++++ Provided information ++++

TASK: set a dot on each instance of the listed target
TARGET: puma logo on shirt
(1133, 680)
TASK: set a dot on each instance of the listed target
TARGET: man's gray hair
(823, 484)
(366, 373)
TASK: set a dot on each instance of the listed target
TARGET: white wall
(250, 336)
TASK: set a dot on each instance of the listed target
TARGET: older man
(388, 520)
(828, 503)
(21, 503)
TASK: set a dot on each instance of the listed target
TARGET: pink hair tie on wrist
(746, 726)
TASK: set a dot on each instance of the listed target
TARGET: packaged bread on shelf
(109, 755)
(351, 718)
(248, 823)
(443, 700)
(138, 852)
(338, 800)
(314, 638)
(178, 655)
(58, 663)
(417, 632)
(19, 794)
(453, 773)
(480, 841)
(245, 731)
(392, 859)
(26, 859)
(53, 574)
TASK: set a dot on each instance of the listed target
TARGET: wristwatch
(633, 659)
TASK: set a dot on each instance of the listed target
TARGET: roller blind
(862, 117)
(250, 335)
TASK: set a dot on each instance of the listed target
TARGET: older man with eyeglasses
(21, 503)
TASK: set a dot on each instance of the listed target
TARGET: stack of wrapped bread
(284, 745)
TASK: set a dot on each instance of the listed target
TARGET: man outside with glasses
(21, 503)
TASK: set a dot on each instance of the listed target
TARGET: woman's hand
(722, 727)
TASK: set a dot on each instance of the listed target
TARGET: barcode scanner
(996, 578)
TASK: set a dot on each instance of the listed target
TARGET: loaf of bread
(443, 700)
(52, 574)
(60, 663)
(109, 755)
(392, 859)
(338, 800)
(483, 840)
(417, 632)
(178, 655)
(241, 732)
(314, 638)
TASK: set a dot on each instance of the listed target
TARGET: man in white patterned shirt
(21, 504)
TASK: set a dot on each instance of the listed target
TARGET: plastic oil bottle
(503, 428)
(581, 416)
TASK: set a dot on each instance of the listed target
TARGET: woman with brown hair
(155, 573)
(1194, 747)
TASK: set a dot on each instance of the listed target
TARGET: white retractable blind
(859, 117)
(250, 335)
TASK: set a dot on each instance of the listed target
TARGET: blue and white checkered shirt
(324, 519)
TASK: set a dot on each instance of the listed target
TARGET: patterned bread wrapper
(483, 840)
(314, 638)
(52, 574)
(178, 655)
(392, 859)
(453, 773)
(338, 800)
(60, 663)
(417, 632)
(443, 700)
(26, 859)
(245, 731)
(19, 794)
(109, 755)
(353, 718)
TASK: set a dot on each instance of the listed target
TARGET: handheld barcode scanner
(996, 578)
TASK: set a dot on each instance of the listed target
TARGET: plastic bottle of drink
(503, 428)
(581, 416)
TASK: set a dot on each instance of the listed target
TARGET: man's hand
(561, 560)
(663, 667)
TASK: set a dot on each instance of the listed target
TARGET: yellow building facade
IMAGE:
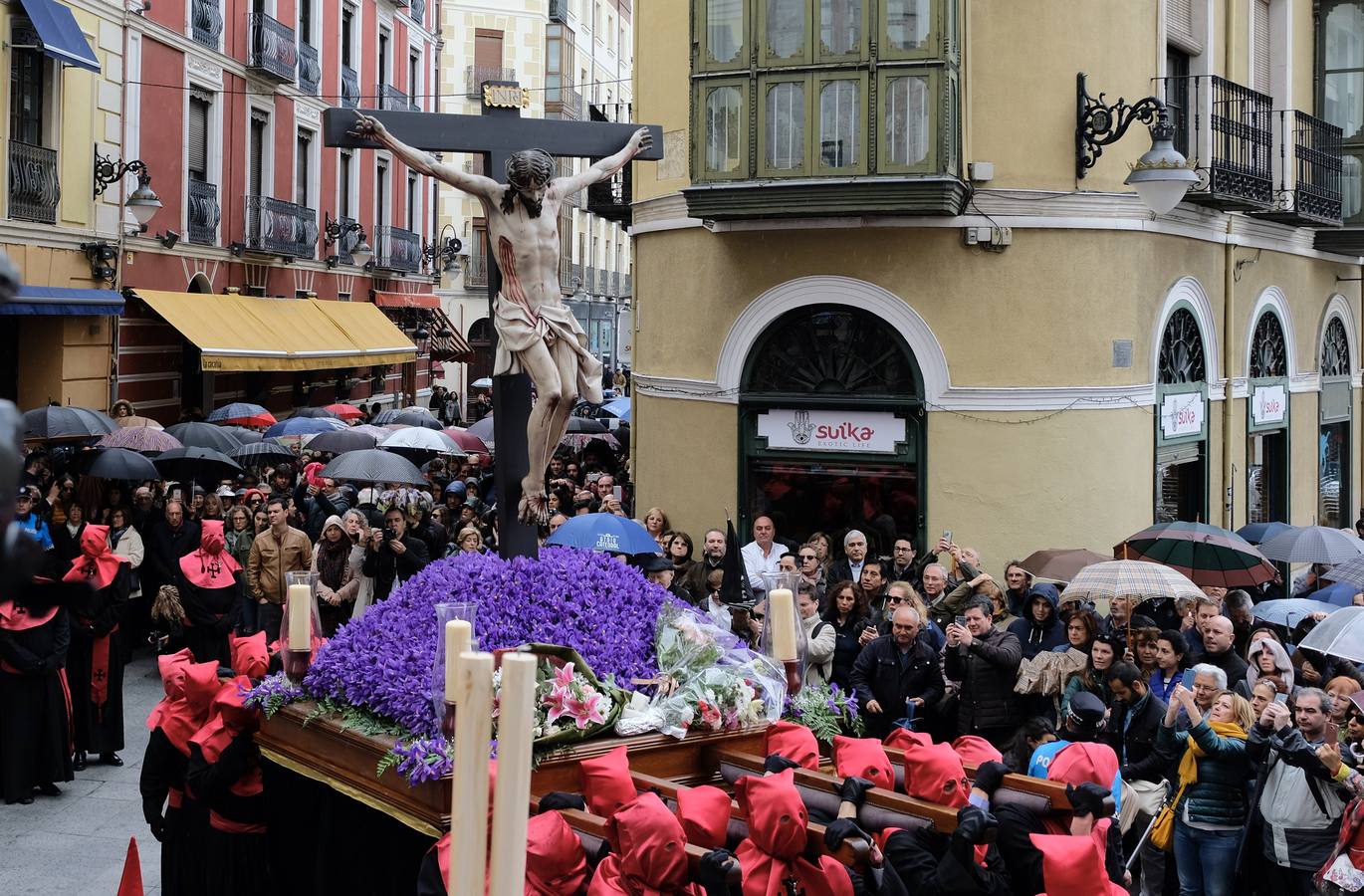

++++

The task
Take the entries above and restate them word for word, minus their images.

Result
TASK: set a dot on each instance of the listed target
TARGET: puma logo on shirt
(1133, 680)
TASK: set a dot on each instance of the listed target
TARGET: man's gray hair
(823, 484)
(366, 373)
TASK: set a dot on each instance of the listed target
TARGET: white wall
(250, 336)
TASK: set a dot on each instance of the listed target
TARGET: older man
(388, 520)
(828, 503)
(21, 503)
TASK: set a dot on each instance of the listed target
TARGET: pink hair tie on wrist
(746, 726)
TASK: set a dot on each instance of the listed target
TARGET: packaged bread on shelf
(109, 755)
(351, 718)
(248, 823)
(443, 700)
(138, 852)
(338, 800)
(314, 638)
(178, 655)
(58, 663)
(417, 632)
(19, 794)
(453, 773)
(480, 841)
(245, 731)
(392, 859)
(26, 859)
(53, 574)
TASK: set a dot on each instance of the listed target
TARGET: wristwatch
(633, 659)
TASK: set a dot on each instance of the listed target
TARGET: roller blind
(862, 117)
(250, 335)
TASK: set a dot on each instance of the listed target
TARGET: older man with eyeglasses
(21, 503)
TASK: set a dot on each instance of the listed target
TARGET: stack of wrapped bread
(284, 745)
TASK: set a dot on each instance of the listed target
TARGET: man outside with glasses
(21, 503)
TASK: set a dot on each instance of the listed target
TARGET: woman's hand
(722, 727)
TASK: set a dot on each instance of the listed target
TARGET: barcode scanner
(996, 578)
TASK: set a dot on each instance of the listed target
TARGET: loaf of bread
(443, 700)
(52, 574)
(60, 663)
(109, 755)
(392, 859)
(338, 800)
(483, 840)
(417, 632)
(178, 655)
(241, 732)
(314, 638)
TASK: set a dot on each instance of the listed target
TARGET: man in white patterned shirt
(21, 504)
TASK: set a dot on each instance of the listed target
TARGET: plastic oil bottle
(503, 428)
(581, 416)
TASK: set a dot on each instance of the listed target
TARGET: woman with brown hair
(155, 573)
(1194, 747)
TASK: set a dot on each instance of the listed target
TARGET: white retractable blind
(859, 117)
(250, 335)
TASK: set a dot on each instance of the listed target
TARGET: blue and white checkered shirt
(324, 519)
TASK: set a dot on each instance of the listed target
TARGET: patterned bread wrapper
(483, 840)
(314, 638)
(52, 574)
(178, 655)
(392, 859)
(453, 773)
(338, 800)
(60, 663)
(417, 632)
(443, 700)
(26, 859)
(245, 731)
(19, 794)
(109, 755)
(353, 718)
TASK: set a dot on each instance of the listed target
TARGET: handheld barcode scanner
(996, 578)
TASK: set a dot on each instance of the listed target
TARGET: plastic bottle of drink
(503, 428)
(581, 416)
TASK: set a dot on each instance of the listed target
TARGET: man's hand
(561, 560)
(663, 667)
TASK: set a dot on each instance of the listed target
TARGET: yellow building facade
IMAGE:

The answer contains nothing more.